» **PAGE**
<<<<

Setting the Stage
John Robert Buhler fancied himself an actor. The son of a Louisiana planter and his slave-owning wife from Mississippi, Buhler entered Princeton in the mid-1840s, at a time when southern students comprised roughly half of the College of New Jersey’s student body. Buhler, however, felt little enthusiasm for the careers for which his education might prepare him. Shortly before graduating in 1846, Buhler took stock of his abilities and temperament and came to the following conclusion:
That I lack Piety to be a Preacher
That I lack Application & Intensity of Thought to be a Lawyer, i.e. a Successful One.
That I lack Discrimination, Judgment & Industry to be a Doctor.
And—a Physical Inertness applies with equal deterrent to all Three
“The Bent of my Mind is Light, Lazy & Bizarré—no Tension or Emphasis about it,” he confessed to his diary. “There are therefore only TWO ALTERNATIVES left. To whip Niggers or to Act!!!”

>>>>

» **EXERCISE DIRECTIONS**
Retype the Setting the Stage passage word for word, from its heading through the last line of the diary quotation. The rows have no connection to the Setting the Stage passage.

» **DATASET RECORDS**
<<<<

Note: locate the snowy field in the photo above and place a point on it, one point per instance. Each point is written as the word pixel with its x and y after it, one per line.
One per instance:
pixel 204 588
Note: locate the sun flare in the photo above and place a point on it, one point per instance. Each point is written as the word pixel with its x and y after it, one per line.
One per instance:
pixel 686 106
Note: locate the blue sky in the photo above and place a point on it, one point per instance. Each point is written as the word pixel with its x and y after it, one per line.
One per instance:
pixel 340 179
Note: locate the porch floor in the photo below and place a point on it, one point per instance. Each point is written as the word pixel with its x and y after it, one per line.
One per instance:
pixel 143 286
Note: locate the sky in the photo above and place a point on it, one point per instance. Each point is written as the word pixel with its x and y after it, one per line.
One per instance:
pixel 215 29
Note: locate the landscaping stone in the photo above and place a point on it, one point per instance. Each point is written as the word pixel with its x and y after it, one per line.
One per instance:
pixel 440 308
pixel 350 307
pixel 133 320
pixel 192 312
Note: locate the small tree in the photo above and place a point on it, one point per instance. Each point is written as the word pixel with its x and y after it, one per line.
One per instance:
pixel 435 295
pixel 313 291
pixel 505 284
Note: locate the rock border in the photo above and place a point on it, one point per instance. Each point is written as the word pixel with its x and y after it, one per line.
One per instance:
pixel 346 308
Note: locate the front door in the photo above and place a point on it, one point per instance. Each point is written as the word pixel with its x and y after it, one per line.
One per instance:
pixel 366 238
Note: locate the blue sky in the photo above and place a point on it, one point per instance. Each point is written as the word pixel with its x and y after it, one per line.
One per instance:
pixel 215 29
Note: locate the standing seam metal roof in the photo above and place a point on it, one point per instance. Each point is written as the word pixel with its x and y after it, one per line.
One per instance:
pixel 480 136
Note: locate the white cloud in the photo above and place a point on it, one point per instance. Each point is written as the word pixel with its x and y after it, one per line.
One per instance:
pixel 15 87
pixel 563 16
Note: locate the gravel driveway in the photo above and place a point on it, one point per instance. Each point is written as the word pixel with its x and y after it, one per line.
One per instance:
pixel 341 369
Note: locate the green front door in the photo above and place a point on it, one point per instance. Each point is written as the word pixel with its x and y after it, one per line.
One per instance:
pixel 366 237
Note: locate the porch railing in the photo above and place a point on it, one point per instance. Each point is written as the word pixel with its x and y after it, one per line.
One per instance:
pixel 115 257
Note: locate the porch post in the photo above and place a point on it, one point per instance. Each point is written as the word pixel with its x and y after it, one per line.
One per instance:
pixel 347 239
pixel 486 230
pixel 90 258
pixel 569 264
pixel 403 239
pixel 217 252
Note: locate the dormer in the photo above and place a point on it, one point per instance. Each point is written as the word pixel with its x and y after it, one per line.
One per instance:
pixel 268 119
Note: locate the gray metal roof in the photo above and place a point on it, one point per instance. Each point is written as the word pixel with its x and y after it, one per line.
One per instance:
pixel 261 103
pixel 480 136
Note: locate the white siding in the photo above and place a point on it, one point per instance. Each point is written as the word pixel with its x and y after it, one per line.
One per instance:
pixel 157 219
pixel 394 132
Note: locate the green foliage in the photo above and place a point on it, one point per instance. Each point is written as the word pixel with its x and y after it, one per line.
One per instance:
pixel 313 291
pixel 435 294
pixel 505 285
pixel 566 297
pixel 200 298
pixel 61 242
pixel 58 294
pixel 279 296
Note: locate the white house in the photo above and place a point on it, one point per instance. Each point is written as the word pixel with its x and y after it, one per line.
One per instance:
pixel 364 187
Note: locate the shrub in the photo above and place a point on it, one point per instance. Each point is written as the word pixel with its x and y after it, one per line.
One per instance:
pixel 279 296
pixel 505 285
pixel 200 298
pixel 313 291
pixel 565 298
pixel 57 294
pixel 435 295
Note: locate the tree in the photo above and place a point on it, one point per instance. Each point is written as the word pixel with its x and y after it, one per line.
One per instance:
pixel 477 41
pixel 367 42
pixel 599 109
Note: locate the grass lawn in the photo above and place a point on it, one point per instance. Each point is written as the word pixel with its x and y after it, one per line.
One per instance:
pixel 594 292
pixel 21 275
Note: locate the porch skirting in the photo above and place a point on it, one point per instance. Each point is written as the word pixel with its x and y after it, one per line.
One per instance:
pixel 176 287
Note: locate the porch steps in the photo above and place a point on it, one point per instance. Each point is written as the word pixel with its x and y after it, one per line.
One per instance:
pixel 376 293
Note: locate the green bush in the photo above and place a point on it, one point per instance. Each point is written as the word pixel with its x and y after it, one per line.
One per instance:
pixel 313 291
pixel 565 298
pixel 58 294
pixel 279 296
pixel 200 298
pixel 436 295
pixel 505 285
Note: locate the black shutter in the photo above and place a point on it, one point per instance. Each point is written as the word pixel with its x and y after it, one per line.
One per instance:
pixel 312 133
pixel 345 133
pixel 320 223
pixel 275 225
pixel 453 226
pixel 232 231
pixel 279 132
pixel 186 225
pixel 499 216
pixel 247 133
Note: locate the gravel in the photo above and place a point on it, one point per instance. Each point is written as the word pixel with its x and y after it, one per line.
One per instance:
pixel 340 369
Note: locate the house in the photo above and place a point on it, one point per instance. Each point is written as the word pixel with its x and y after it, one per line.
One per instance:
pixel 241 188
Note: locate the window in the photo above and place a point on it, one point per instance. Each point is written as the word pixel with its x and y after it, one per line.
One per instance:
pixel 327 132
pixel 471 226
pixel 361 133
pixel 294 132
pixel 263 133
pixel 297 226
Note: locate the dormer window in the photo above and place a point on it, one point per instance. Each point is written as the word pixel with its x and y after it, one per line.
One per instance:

>>>>

» **PROBLEM SOLUTION**
Setting the Stage
John Robert Buhler fancied himself an actor. The son of a Louisiana planter and his slave-owning wife from Mississippi, Buhler entered Princeton in the mid-1840s, at a time when southern students comprised roughly half of the College of New Jersey’s student body. Buhler, however, felt little enthusiasm for the careers for which his education might prepare him. Shortly before graduating in 1846, Buhler took stock of his abilities and temperament and came to the following conclusion:
That I lack Piety to be a Preacher
That I lack Application & Intensity of Thought to be a Lawyer, i.e. a Successful One.
That I lack Discrimination, Judgment & Industry to be a Doctor.
And—a Physical Inertness applies with equal deterrent to all Three
“The Bent of my Mind is Light, Lazy & Bizarré—no Tension or Emphasis about it,” he confessed to his diary. “There are therefore only TWO ALTERNATIVES left. To whip Niggers or to Act!!!”